### Instruction
Reproduce the records word for word from their very first line through the line containing "[0,0,449,185]", including both of those lines, and nothing past that point.

### Material provided
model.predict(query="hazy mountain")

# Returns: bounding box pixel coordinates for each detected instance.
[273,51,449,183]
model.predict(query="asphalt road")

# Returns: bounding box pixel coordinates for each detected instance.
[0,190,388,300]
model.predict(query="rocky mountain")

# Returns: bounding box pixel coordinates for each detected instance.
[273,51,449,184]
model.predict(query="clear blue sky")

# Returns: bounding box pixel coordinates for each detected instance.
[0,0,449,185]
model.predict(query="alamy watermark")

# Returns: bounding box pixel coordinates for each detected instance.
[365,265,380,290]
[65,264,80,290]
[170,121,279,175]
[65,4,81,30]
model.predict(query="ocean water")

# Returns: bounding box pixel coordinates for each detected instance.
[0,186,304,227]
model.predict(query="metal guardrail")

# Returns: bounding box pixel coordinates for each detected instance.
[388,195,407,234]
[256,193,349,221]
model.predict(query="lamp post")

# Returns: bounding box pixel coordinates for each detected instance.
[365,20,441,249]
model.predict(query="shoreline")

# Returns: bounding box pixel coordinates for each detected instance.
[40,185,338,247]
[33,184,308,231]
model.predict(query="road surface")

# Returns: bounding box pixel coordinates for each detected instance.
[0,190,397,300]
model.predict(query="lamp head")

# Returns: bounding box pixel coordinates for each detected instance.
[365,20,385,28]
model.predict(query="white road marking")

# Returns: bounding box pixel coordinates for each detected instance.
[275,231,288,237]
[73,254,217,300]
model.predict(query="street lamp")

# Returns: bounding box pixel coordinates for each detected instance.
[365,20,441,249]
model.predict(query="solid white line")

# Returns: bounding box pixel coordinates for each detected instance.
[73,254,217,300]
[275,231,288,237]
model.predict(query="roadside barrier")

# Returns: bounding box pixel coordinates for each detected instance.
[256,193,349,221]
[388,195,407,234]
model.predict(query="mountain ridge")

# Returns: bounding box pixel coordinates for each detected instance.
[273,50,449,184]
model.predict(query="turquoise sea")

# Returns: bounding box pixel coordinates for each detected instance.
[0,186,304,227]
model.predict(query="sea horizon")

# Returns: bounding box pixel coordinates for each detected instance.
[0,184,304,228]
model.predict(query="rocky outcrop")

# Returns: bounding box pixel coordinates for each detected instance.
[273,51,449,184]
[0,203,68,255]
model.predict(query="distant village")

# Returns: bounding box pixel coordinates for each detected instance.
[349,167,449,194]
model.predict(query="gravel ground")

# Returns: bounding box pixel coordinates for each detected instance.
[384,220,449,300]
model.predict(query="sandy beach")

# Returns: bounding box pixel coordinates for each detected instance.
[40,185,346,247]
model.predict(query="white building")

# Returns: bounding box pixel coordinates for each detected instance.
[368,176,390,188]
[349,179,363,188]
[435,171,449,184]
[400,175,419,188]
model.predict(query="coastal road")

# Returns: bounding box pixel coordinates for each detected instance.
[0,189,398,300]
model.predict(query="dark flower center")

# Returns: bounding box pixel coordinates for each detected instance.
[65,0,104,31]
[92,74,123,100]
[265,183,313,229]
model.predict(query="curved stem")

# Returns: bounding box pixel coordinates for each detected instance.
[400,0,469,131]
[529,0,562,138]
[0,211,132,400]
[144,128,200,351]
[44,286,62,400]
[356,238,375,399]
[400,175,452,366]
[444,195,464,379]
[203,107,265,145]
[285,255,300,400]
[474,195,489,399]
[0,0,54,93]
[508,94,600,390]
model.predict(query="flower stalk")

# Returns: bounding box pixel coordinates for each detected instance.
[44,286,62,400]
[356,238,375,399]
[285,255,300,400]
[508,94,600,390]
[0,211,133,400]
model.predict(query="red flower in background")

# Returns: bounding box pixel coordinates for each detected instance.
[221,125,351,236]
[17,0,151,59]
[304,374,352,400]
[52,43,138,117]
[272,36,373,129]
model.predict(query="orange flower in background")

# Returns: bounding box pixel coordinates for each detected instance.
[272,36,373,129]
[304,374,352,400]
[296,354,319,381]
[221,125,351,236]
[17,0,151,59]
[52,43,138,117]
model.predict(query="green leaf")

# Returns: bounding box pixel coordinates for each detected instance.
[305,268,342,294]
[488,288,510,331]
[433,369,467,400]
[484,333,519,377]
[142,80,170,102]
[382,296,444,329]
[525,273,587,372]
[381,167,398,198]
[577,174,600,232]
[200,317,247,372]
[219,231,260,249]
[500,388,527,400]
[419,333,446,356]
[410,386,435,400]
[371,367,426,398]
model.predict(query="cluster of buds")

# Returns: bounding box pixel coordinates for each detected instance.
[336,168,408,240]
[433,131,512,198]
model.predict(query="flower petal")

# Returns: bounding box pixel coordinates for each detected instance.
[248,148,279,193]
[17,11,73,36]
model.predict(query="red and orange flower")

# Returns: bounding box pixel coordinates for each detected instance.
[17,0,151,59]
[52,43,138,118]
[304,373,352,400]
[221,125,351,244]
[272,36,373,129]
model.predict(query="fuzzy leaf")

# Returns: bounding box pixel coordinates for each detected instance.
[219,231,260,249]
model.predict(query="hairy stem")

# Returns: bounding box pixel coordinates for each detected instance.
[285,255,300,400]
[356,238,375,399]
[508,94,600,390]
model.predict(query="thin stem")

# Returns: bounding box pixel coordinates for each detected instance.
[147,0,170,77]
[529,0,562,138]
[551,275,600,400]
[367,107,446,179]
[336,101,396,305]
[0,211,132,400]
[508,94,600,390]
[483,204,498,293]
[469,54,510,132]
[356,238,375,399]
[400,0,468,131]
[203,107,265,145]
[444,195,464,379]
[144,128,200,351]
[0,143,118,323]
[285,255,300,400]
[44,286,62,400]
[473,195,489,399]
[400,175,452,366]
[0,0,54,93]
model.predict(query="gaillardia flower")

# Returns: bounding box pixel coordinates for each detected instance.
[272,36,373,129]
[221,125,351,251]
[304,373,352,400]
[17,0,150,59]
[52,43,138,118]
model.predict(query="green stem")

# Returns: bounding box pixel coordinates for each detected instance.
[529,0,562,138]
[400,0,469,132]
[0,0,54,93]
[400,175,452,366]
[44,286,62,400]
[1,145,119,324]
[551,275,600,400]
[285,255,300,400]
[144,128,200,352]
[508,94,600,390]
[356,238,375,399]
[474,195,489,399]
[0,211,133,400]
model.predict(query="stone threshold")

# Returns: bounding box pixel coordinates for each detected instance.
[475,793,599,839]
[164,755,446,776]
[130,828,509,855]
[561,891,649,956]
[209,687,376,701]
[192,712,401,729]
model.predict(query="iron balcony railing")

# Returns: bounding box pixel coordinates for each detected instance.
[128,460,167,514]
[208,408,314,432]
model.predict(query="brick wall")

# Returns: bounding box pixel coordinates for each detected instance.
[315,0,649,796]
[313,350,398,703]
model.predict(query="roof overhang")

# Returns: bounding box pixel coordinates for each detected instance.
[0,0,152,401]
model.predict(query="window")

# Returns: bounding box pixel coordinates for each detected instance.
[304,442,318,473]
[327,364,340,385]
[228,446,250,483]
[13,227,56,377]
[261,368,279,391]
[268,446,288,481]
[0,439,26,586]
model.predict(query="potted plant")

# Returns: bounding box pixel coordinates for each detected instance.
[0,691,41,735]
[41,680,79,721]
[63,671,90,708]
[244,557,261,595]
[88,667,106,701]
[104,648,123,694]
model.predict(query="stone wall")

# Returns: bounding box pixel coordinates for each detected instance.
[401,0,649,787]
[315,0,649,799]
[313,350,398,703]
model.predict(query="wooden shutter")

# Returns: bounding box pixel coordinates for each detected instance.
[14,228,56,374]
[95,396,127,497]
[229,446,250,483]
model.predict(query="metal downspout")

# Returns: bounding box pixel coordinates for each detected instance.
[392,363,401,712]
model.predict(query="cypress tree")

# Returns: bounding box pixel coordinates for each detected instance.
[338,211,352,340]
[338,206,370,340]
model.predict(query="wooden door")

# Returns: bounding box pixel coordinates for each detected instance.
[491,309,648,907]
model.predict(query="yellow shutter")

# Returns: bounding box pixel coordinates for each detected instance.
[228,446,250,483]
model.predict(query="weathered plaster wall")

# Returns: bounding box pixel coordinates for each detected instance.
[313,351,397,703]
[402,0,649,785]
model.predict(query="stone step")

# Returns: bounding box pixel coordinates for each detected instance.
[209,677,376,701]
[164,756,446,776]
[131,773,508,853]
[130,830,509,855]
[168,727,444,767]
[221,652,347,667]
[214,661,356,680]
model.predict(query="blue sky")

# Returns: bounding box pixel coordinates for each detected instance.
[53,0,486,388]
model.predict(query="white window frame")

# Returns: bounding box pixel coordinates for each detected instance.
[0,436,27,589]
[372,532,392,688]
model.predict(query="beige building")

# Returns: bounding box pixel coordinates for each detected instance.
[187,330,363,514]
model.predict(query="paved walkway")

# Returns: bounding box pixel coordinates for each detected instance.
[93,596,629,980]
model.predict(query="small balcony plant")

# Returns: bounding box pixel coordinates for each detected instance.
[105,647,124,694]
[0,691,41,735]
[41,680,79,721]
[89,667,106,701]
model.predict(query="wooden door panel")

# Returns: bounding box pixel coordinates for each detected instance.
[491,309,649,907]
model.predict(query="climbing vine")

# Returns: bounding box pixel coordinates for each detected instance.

### The solution
model.predict(query="hazy mountain")

# Returns: bounding box pixel coordinates for each detected instance.
[273,51,449,183]
model.predict(query="asphalt road")

# Returns: bounding box pixel coordinates for each detected instance.
[0,190,388,300]
model.predict(query="rocky mountain")

# Returns: bounding box pixel coordinates for each detected instance.
[273,51,449,184]
model.predict(query="clear blue sky")

# Returns: bounding box pixel coordinates for each detected instance.
[0,0,449,185]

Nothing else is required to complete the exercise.